▶ _Task to complete_
What is needed is an exact copy of every line from the one with "Spot the large" to the end of the entries below, without the pictures.

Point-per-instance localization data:
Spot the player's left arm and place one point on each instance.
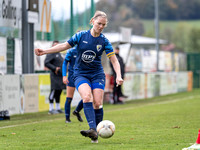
(116, 66)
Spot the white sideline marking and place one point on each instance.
(30, 123)
(166, 102)
(156, 103)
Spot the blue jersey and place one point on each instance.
(69, 58)
(89, 51)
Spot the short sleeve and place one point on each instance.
(75, 38)
(108, 48)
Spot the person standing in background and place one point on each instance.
(54, 63)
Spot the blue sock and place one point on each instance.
(79, 106)
(68, 107)
(89, 114)
(98, 115)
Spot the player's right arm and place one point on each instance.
(55, 49)
(65, 67)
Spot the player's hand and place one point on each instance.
(39, 51)
(119, 81)
(57, 69)
(65, 80)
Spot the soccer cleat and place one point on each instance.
(68, 121)
(193, 147)
(77, 114)
(94, 141)
(60, 111)
(91, 133)
(52, 112)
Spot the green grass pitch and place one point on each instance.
(162, 123)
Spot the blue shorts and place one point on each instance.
(94, 80)
(71, 80)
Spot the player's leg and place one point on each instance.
(84, 88)
(51, 99)
(76, 112)
(70, 92)
(98, 85)
(57, 98)
(98, 104)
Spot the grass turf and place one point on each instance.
(162, 123)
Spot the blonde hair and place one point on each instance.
(99, 14)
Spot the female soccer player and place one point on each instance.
(89, 74)
(68, 66)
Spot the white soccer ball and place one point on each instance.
(106, 129)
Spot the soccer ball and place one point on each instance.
(106, 129)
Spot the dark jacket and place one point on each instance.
(51, 62)
(122, 66)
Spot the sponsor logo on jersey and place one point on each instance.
(88, 56)
(99, 47)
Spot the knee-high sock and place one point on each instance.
(98, 115)
(89, 114)
(68, 107)
(79, 106)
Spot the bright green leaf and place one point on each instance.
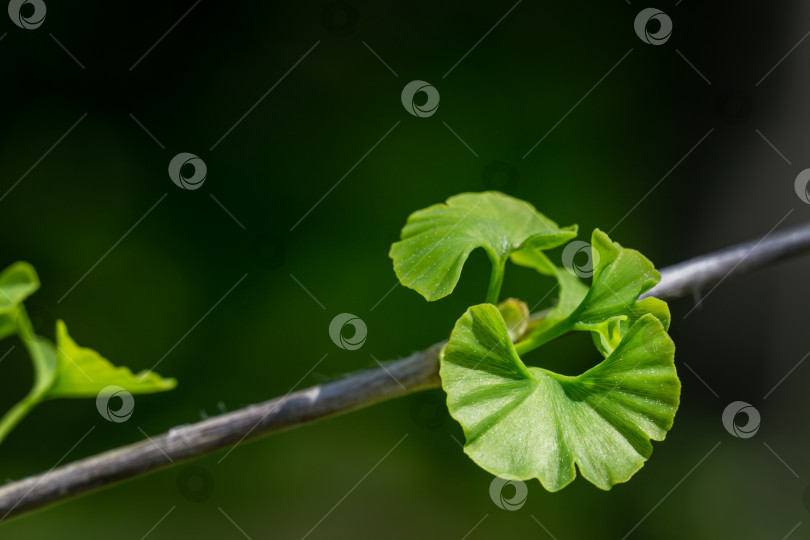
(526, 422)
(437, 240)
(82, 372)
(571, 291)
(611, 305)
(17, 282)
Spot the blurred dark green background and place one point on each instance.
(637, 127)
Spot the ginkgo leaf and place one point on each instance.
(526, 422)
(611, 306)
(17, 282)
(64, 370)
(437, 240)
(82, 372)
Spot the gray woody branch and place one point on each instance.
(412, 374)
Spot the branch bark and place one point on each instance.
(417, 372)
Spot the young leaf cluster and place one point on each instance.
(520, 421)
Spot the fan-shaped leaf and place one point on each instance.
(526, 422)
(437, 240)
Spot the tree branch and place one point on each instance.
(412, 374)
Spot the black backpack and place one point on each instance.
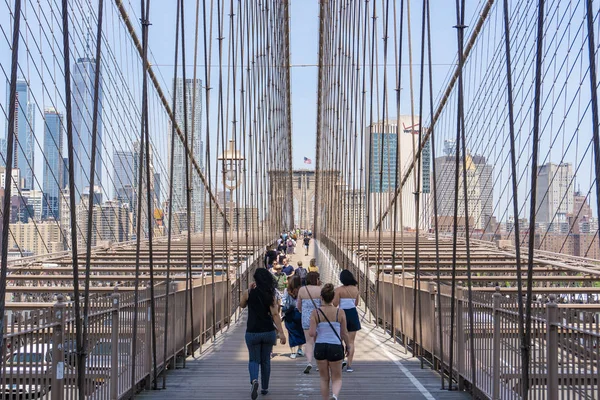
(301, 272)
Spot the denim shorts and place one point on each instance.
(329, 352)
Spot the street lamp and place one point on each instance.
(232, 166)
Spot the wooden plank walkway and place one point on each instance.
(382, 371)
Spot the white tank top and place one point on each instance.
(324, 332)
(347, 303)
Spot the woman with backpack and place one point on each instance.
(309, 298)
(301, 272)
(292, 317)
(328, 329)
(347, 298)
(262, 329)
(313, 266)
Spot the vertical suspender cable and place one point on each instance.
(417, 193)
(435, 204)
(138, 244)
(210, 210)
(69, 114)
(397, 166)
(12, 102)
(455, 231)
(188, 196)
(170, 209)
(383, 134)
(460, 15)
(594, 94)
(513, 164)
(532, 205)
(150, 211)
(81, 357)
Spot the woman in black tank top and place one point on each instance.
(262, 328)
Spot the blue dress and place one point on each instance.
(293, 321)
(307, 309)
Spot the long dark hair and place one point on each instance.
(265, 286)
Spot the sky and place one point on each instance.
(304, 44)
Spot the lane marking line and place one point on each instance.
(402, 368)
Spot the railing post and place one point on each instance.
(174, 323)
(114, 361)
(148, 349)
(552, 348)
(460, 339)
(496, 346)
(432, 333)
(58, 351)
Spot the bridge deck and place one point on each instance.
(382, 371)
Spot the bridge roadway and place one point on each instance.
(383, 370)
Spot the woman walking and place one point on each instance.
(328, 328)
(261, 334)
(309, 297)
(293, 318)
(313, 266)
(347, 298)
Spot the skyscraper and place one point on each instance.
(123, 161)
(554, 199)
(83, 106)
(391, 143)
(24, 128)
(194, 113)
(479, 189)
(53, 167)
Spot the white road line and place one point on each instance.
(402, 368)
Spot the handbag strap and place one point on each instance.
(325, 316)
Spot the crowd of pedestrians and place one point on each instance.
(321, 321)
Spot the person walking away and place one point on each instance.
(281, 246)
(270, 257)
(292, 317)
(309, 297)
(301, 272)
(328, 329)
(280, 277)
(313, 266)
(287, 268)
(347, 297)
(262, 328)
(306, 244)
(290, 246)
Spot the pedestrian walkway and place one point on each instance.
(382, 370)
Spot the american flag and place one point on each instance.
(414, 129)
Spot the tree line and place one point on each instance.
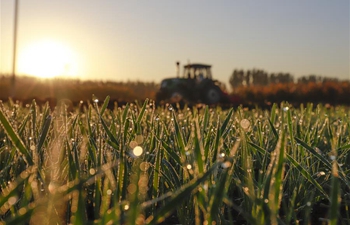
(257, 77)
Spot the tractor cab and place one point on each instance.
(194, 86)
(197, 71)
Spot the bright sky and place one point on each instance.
(142, 40)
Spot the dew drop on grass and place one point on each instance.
(92, 171)
(126, 207)
(321, 173)
(137, 151)
(12, 200)
(245, 124)
(285, 108)
(226, 164)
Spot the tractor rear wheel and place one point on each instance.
(212, 95)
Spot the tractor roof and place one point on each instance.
(196, 66)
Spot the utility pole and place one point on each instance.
(14, 59)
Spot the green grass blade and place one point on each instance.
(16, 140)
(178, 197)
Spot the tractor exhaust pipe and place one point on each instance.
(178, 69)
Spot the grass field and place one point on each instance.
(142, 164)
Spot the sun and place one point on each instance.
(47, 59)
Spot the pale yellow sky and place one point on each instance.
(125, 40)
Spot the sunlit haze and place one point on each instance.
(129, 40)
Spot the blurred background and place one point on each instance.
(139, 42)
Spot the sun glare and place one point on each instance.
(47, 59)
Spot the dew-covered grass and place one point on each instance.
(142, 164)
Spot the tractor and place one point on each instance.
(194, 86)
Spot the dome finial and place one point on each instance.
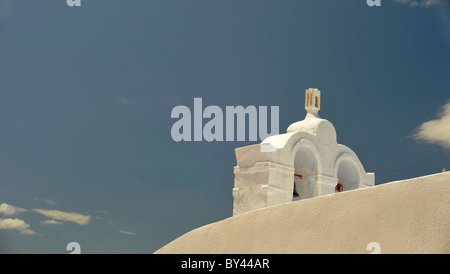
(312, 101)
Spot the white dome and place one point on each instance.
(319, 127)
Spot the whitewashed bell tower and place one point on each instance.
(305, 162)
(312, 101)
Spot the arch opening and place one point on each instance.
(347, 175)
(305, 177)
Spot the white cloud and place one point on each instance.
(65, 216)
(127, 232)
(16, 224)
(9, 210)
(422, 3)
(436, 131)
(51, 222)
(48, 202)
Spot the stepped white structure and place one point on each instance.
(304, 162)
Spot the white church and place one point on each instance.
(302, 163)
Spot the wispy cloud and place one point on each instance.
(65, 216)
(48, 202)
(127, 232)
(421, 3)
(436, 131)
(16, 224)
(9, 210)
(51, 222)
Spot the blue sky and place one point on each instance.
(86, 95)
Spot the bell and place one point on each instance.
(295, 194)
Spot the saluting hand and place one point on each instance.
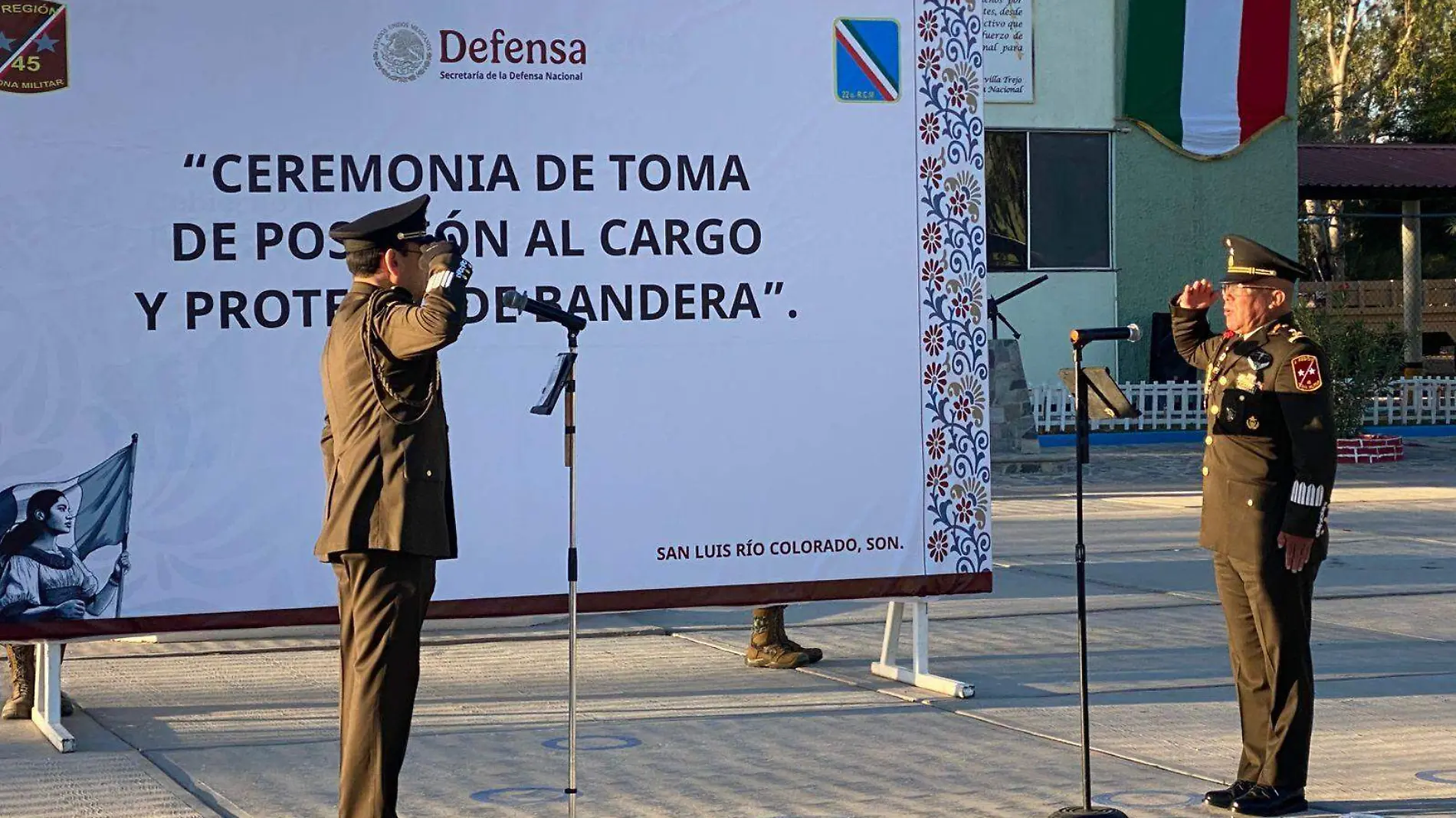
(1199, 296)
(1296, 551)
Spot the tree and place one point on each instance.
(1370, 72)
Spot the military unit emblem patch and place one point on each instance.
(1307, 373)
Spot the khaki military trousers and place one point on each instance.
(383, 597)
(1267, 610)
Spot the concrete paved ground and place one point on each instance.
(671, 722)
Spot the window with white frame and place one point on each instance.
(1048, 198)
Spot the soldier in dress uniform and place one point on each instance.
(389, 512)
(1267, 475)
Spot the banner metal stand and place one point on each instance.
(919, 672)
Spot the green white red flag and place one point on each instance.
(1208, 76)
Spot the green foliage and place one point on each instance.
(1363, 360)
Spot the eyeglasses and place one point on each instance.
(1244, 290)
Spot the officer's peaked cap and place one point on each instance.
(1254, 263)
(383, 227)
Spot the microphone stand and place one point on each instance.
(1107, 391)
(571, 575)
(564, 380)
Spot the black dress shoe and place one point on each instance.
(1225, 798)
(1271, 801)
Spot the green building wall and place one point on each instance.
(1169, 210)
(1169, 213)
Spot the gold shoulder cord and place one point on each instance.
(370, 334)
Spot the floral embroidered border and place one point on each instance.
(954, 355)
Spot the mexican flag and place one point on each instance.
(1208, 76)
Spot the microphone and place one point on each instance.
(519, 300)
(1084, 336)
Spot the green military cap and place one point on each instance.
(385, 227)
(1254, 263)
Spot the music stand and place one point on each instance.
(1092, 386)
(564, 381)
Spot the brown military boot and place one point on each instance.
(765, 646)
(815, 654)
(22, 683)
(22, 679)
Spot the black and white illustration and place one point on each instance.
(50, 528)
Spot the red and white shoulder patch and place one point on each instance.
(1307, 373)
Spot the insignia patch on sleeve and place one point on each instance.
(1307, 373)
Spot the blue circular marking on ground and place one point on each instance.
(593, 743)
(519, 797)
(1150, 798)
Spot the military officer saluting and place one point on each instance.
(389, 510)
(1267, 475)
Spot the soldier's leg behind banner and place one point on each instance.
(383, 597)
(1284, 622)
(1247, 659)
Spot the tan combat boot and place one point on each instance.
(22, 683)
(22, 679)
(765, 646)
(815, 654)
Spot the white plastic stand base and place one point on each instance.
(917, 674)
(47, 709)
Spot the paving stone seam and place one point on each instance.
(323, 643)
(941, 705)
(208, 801)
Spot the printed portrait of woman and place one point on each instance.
(44, 580)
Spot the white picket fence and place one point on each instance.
(1179, 405)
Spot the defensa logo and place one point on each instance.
(402, 51)
(454, 47)
(34, 56)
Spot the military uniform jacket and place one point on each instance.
(1268, 459)
(386, 454)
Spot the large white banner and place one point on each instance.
(771, 213)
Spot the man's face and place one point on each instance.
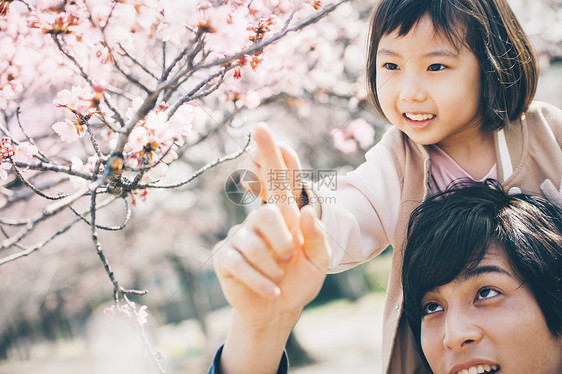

▶ _Output for this task_
Spot the large white banner and place one point on each instance.
(771, 213)
Spot the man's face and place one point on each instance.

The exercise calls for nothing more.